Reading passage ->
That profit growth is the problem. The company went from ₹0.76 crore (FY24) to ₹5.65 crore (FY25) to ₹18.25 crore (FY26)—a pattern in a fragmented, competitive industry that raises the question: what swung so hard, and does it stick around?
At ₹120–127 per share, the market cap sits at ₹258.20 crore. Using FY26 profit, the P/E math lands at 14.15x post-IPO. But that number rests on earnings that tripled in twelve months in a business where margins compete on commodity wire and cable prices.
Promoter holding drops from 92.47% to 66.97% post-IPO. Three manufacturing plants in Ghaziabad, 216 employees, customers including state DISCOMs and EPC contractors. The offering closes June 15; allotment June 16; listing June 18.
Reader question: Does a jump from 4.16% to 6.77% PAT margin in one year signal operational leverage, or does it mark the tail end of a pricing cycle?

Exercise task 1 ->
Answer these questions from the passage above on the wire and cable company's IPO.
(a) What profit did the company report for FY25?
(b) What market cap does the ₹120–127 share price give?
(c) How many employees does the company have?
Exercise task 2 -> Resume the passage on the wire and cable company's IPO after its last sentence and continue it in the same style.

Given data ->
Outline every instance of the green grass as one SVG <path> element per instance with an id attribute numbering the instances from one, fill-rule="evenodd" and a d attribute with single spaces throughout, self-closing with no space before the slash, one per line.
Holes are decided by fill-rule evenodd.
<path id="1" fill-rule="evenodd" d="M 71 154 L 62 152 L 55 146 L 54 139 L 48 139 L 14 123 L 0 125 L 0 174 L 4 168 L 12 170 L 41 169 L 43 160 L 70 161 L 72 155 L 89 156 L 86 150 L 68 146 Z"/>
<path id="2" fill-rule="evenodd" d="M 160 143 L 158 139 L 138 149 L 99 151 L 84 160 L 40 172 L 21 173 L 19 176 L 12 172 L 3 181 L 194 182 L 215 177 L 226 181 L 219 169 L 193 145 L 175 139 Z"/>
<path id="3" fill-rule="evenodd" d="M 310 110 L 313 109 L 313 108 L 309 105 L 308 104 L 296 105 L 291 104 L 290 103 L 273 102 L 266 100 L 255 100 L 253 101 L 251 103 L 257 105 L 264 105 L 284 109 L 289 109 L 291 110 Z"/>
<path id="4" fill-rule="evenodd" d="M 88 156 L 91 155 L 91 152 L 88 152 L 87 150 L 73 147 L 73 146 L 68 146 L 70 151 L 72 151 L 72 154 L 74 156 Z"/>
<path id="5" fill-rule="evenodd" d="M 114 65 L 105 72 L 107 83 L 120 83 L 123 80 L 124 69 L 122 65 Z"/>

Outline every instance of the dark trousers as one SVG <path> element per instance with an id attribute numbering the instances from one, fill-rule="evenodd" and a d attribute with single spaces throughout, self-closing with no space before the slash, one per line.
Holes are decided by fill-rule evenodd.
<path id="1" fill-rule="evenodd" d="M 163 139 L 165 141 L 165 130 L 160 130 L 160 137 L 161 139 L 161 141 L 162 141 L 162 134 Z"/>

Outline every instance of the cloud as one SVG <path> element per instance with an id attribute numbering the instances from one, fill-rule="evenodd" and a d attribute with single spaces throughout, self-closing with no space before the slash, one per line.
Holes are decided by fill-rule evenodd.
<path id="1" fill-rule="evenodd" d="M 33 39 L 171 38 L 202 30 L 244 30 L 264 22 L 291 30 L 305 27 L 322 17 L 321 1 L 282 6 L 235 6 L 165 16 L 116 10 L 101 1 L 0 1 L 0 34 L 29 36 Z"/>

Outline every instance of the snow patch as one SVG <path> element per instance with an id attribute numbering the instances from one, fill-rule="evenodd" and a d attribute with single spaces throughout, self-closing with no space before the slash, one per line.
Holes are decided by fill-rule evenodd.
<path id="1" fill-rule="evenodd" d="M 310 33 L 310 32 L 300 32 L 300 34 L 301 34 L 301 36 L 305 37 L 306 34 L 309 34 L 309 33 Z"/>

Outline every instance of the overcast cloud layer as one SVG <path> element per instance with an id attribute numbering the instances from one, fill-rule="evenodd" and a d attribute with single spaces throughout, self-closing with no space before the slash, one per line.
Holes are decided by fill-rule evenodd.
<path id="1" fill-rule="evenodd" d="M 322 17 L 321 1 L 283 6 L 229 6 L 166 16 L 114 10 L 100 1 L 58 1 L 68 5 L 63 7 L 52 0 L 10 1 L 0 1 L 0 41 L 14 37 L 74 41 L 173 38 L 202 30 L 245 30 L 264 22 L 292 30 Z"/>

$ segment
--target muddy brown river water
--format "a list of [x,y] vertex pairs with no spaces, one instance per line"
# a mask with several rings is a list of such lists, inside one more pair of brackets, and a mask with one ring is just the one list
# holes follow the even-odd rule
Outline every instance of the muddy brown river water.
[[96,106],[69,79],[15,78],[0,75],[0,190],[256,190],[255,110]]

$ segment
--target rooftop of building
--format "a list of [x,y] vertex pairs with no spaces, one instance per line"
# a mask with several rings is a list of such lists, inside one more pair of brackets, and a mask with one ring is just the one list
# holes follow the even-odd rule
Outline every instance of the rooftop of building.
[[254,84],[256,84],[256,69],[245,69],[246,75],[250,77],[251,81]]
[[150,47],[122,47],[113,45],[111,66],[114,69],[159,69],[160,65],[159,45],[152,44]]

Answer 1 ->
(a) ₹5.65 crore
(b) ₹258.20 crore
(c) 216

Answer 2 ->
2. Introduction
SEIL was incorporated in 2007 and has spent nearly two decades supplying the unglamorous backbone of India’s power distribution: winding wires for transformers and motors, overhead conductors, and low-to-high tension cables. The business is unsexual and necessary—commoditised, capital-light to moderately capital-intensive, and crowded.
Between FY24 and FY26, the company expanded its footprint. It added equity shareholders at rising price points (₹30–129 per share between March 2024 and November 2025), and issued a 2-for-1 bonus in November 2025, doubling the share count at par value. The paid-up capital stood at ₹15.59 crore pre-IPO and will rise to ₹20.33 crore post-listing.
Revenue growth has been relentless: ₹103.59 crore (FY24) → ₹136.05 crore (FY25) → ₹269.96 crore (FY26). That’s 31% year-on-year in FY25 and 98% in FY26. Trading in aluminium wires and rods—a raw material the company also uses—now accounts for 33.69% of total revenue in FY26, up from 26.18% in FY24. Job work services are a sliver.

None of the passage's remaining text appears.